# Task goal
Output, unchanged, every line of the data below, starting with its first line and continuing through the line that contains "x=496 y=341", including that line.

# Stored data
—————
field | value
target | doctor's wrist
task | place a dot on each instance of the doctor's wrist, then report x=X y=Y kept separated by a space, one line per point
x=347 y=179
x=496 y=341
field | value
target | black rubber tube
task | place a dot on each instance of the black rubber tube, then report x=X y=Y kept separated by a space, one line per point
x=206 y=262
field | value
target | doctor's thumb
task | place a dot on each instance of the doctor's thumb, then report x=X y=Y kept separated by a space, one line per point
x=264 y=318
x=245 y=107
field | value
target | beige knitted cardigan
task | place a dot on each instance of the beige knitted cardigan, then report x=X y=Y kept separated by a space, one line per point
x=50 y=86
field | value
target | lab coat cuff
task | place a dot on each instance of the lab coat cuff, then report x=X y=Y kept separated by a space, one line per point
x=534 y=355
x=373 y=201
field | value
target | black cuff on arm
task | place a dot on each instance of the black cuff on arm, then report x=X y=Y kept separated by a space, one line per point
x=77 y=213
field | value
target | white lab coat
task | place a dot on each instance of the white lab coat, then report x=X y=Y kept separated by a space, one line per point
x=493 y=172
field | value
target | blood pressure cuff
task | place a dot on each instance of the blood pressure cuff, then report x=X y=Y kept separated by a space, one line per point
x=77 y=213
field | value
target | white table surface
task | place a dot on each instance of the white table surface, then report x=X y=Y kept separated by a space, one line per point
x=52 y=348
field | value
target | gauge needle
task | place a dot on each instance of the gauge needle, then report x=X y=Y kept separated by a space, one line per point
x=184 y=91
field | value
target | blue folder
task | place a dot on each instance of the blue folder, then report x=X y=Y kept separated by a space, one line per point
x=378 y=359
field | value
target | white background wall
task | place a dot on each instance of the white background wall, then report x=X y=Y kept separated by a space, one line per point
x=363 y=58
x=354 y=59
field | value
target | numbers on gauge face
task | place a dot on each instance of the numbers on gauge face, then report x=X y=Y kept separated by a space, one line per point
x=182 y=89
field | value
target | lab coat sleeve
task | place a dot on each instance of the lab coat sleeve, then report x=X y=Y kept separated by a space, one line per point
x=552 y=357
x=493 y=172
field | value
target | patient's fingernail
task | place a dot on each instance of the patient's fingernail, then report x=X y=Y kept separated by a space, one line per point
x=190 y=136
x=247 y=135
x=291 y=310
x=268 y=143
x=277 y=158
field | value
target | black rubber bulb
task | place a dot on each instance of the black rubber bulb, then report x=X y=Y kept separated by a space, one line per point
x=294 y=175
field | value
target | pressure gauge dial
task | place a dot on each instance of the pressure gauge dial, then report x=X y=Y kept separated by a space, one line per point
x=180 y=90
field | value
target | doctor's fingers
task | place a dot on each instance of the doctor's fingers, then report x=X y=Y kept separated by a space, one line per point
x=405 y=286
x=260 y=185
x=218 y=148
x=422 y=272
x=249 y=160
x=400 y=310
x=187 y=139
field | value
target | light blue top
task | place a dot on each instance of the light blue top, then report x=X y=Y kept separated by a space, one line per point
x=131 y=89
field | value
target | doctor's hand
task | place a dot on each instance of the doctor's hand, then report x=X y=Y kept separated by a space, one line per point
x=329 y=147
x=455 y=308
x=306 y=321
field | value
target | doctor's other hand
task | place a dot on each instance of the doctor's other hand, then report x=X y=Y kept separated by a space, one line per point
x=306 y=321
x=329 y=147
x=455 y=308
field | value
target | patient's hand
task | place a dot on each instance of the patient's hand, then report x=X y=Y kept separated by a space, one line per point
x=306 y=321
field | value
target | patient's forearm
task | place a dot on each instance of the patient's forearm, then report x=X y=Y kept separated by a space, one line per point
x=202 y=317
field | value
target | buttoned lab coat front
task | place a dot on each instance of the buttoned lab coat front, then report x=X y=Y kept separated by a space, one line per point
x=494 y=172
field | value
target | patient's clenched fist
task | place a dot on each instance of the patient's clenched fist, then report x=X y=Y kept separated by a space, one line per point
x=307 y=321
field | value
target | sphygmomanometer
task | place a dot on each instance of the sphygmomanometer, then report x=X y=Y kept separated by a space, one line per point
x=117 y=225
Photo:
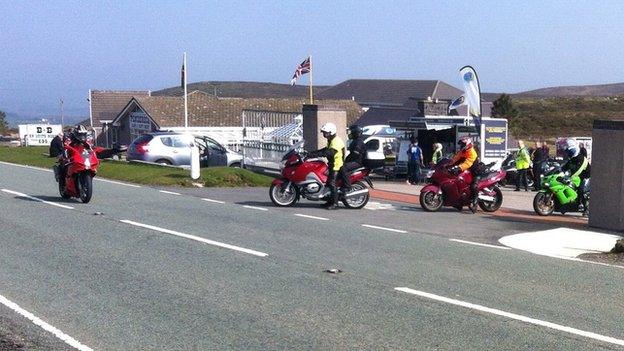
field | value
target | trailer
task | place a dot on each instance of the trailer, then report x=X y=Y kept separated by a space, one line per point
x=447 y=130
—————
# Task answer
field | value
target | doctor's wrist
task | place a dot on each instance of the doctor's wrist, then report x=X y=Y kept separated by a space, one line per point
x=347 y=179
x=496 y=341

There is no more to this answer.